:: Kutipan ::

====

Islam Moderat sebagai Pilihan
Kata moderat dalam bahasa Arab dikenal dengan al-wasathiyah. Dalam Al-Qur’an merupakan kata yang terekam
dari QS. al-Baqarah(2): 143. Kata al-Wasath
dalam ayat tersebut, bermakna terbaik dan paling sempurna. Dalam hadis yang
sangat populer juga disebutkan bahwa sebaik-baik persoalan adalah yang berada
di tengah-tengah. Dalam artian dalam melihat dan menyelesaikan satu persoalan,
Islam moderat mencoba melakukan pendekatan kompromi dan berada di
tengah-tengah, begitupula dalam menyikapi sebuah perbedaan, baik perbedaan
agama ataupun mazhab, Islam moderat selalu mengedepankan sikap toleransi,
saling menghargai, dengan tetap meyakini kebenaran keyakinan masing-masing
agama dan mazhab. Sehingga semua dapat menerima keputusan dengan kepala dingin,
tanpa harus terlibat dalam aksi yang anarkis.
Oleh karena itu, paham Islam Moderat merupakan ajaran yang mesti
dibumikan di Nusantara. Ia sangat representatif memberikan jawaban dan solusi
terhadap seluruh permasalahan yang dihadapi umat Islam dewasa ini. Ia tidak
terlalu ekstrim ke kanan, dalam hal ini overtekstual, tapi juga tidak terlalu
ekstrim ke kiri, dalam artian overkonstekstual. Islam moderat selalu mengedepankan
keseimbangan antara teks dan konteks, antara wahyu dan akal. Karena keduanya
adalah kebenaran yang bersumber dari Tuhan. Mengabaikan salah satunya berarti
meninggalkan sebagian kebenaran Tuhan.

====

Entri data tersimpan:

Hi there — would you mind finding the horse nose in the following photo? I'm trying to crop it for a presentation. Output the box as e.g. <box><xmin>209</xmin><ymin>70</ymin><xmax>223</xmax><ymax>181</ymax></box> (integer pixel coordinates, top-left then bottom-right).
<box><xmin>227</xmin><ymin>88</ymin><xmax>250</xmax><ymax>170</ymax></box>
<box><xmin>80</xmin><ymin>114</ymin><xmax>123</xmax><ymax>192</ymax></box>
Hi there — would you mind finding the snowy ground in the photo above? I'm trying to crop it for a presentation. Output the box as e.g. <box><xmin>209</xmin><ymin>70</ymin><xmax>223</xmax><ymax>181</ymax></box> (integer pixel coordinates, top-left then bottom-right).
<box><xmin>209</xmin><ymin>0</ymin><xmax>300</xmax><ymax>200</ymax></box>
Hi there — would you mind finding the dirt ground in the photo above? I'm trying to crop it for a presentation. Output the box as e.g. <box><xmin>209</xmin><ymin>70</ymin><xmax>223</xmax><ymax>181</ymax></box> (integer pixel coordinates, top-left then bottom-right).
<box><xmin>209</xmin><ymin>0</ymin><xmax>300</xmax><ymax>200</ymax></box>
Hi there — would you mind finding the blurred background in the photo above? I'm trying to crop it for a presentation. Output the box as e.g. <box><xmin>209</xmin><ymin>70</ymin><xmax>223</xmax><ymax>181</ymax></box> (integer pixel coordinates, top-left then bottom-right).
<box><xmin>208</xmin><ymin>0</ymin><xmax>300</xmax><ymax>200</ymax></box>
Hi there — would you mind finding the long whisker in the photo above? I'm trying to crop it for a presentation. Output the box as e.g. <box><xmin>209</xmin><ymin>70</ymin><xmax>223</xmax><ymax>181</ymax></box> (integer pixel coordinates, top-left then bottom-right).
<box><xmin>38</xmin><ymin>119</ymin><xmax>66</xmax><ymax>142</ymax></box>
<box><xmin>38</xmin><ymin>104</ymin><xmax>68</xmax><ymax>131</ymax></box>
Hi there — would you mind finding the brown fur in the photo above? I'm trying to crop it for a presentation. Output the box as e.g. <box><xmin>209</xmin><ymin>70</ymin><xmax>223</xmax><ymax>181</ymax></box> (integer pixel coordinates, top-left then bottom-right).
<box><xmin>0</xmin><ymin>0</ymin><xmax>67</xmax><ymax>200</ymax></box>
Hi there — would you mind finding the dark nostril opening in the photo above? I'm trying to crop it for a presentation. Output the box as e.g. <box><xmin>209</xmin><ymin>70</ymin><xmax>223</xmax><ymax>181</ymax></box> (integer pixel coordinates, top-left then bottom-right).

====

:: Soal Latihan 1 ::
Jawablah pertanyaan berikut berdasarkan kutipan tentang Islam moderat.
(a) Apa padanan kata "moderat" dalam bahasa Arab?
(b) Ayat Al-Qur'an mana yang disebut merekam kata tersebut?
(c) Di mana paham Islam moderat mesti dibumikan?
:: Soal Latihan 2 ::
Sebutkan keempat hal yang, menurut kutipan tentang Islam moderat, selalu diseimbangkan oleh Islam moderat.
:: Soal Latihan 3 ::
Tuliskan kelanjutan kutipan tentang Islam moderat setelah kalimat terakhirnya.
Baris-baris data tersebut tidak berkaitan dengan kutipan.

:: Jawaban 1 ::
(a) Al-wasathiyah.
(b) QS. al-Baqarah(2): 143.
(c) Di Nusantara.

:: Jawaban 2 ::
Teks, konteks, wahyu, dan akal.

:: Jawaban 3 ::
Kemoderatan Islam tersebut kemudian terekam juga dalam berbagai
disiplin ilmu; akidah, fiqh, tafsir, pemikiran, tasawwuf dan dakwah. Dalam ilmu
akidah (teologi), Islam Moderat direpsentasikan oleh aliran al-Asy’ariyah.
Aliran yang menengahi antara Muktazilah yang sangat rasional dengan Salafiah
dan Hanabilah yang sangat tekstual. Keduanya sama-sama berada pada titik
“ekstrim”. Rasionalitas yang berlebihan acapkali mengaburkan kejernihan akidah
Islam, sebaliknya tekstualitas yang berlebihan bisa saja menyebabkan kejumudan
dalam berijtihad.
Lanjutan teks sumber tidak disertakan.